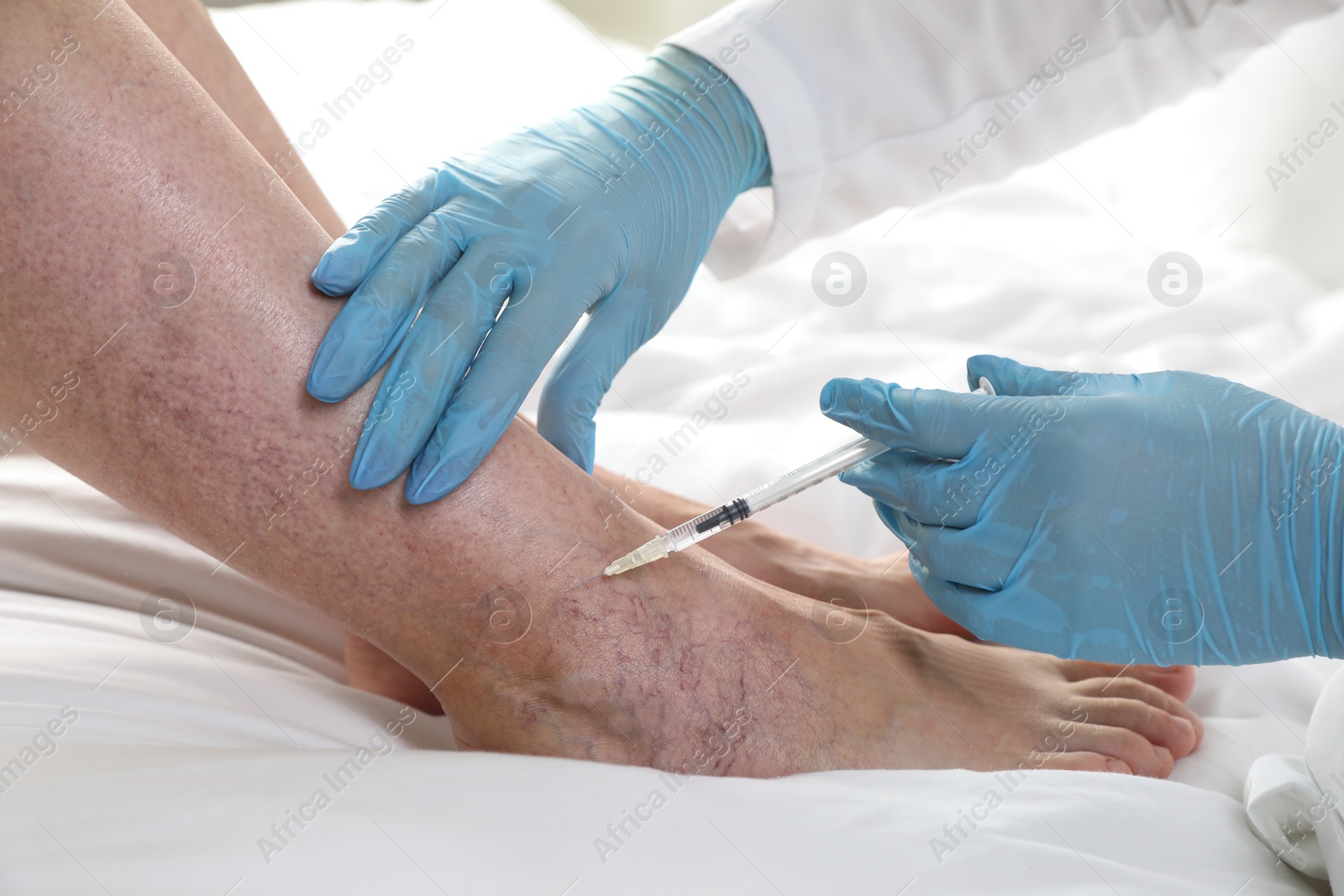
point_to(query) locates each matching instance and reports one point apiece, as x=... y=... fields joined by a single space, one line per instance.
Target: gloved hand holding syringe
x=737 y=511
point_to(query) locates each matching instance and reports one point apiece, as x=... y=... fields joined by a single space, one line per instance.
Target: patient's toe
x=1179 y=681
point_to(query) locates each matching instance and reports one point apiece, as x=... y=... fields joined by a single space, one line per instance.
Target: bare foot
x=691 y=667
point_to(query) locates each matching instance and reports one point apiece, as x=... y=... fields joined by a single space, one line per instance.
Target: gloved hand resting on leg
x=609 y=208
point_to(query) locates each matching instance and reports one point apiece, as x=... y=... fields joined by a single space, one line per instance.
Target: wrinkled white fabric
x=871 y=105
x=185 y=757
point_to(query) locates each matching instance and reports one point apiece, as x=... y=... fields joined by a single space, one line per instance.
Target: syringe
x=757 y=500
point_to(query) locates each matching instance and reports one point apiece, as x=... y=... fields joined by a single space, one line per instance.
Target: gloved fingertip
x=999 y=371
x=837 y=394
x=433 y=479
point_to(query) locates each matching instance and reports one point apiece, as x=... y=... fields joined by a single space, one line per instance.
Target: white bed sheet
x=186 y=752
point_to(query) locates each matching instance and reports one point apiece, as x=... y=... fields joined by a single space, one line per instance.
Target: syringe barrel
x=705 y=526
x=810 y=474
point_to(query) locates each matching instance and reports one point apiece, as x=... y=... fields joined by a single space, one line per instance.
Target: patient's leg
x=195 y=416
x=185 y=27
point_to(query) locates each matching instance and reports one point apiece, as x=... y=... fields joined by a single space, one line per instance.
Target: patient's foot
x=692 y=667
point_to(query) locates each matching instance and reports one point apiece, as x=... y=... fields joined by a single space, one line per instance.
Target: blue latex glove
x=609 y=208
x=1163 y=517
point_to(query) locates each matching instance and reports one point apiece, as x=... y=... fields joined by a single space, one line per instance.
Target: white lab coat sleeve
x=877 y=103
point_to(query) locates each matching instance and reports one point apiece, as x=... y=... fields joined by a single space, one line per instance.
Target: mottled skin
x=197 y=418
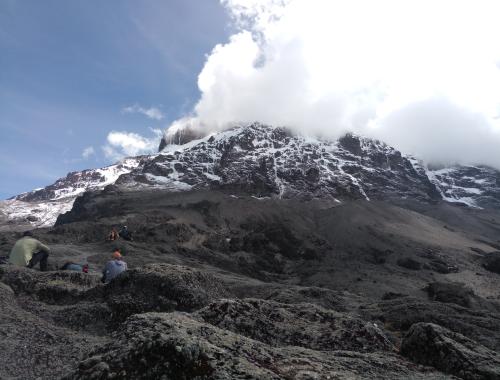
● ● ● ● ●
Work required:
All of the records above are to be written out exactly, minus their images.

Written response:
point_to(query) locates each matching instance and reports one point apiece, as x=... y=... fields joined by a single space, one line per instance.
Target: gloved hand holding syringe
x=737 y=511
point_to(query) locates each matching instance and reports one point apiece, as x=... y=... fields joined by a single space, one line per instance.
Target: patient's toe
x=1179 y=681
point_to(query) locates each matching instance and reports one point apiece, as x=... y=... fields joined by a single space, one line per instance.
Target: bare foot
x=691 y=667
point_to(query) locates each matching instance and reports one point apiece, as x=... y=... fields joined by a single space, one line per instance.
Target: gloved hand resting on leg
x=609 y=208
point_to(query) locates each matching instance and reports one point apiece, as x=... y=... fields joined by a single space, one line per instance.
Target: wrinkled white fabric
x=871 y=105
x=185 y=757
point_to(query) locates each matching instance and reports one point apiece, as x=... y=... fields joined by a single space, one line per instance.
Target: syringe
x=757 y=500
point_to(query) locates each matching instance and reports one point apiece, as x=... y=... fields joined by a single space, one line per instance.
Target: gloved fingertip
x=999 y=371
x=837 y=394
x=433 y=479
point_to(query) locates each matching instance and reports one point apiece, as x=... y=... fields joined by a single space, one line per instance.
Target: white bed sheet
x=186 y=752
point_to(query) locates each matching instance and reports one point apiece, as x=... y=... fields joined by a single space, one line per instance.
Target: syringe barrel
x=705 y=526
x=810 y=474
point_to(query) locates each matching instance and reports one point apiece, as x=... y=... fields joined by a single space, one line per instance.
Target: patient's leg
x=195 y=416
x=185 y=27
point_to(query) locates each matching instance and reports one point apiece, as x=... y=... fields joined by a single space, one line per instance.
Target: patient's foot
x=692 y=667
point_to(query) locates each matching instance and reports one point apiece, as x=... y=... fields joined by a single space, one line per instance.
Target: blue latex glove
x=609 y=208
x=1163 y=517
point_to(query) locates each matching instance and reports one point apiece, as x=... y=... fields joined by a single space, one line per instance.
Target: white lab coat sleeve
x=877 y=103
point_to(query) locates each matching instance and reports one point apiece, as x=... y=... fields joined by a single space, one line per instance.
Target: mottled skin
x=197 y=418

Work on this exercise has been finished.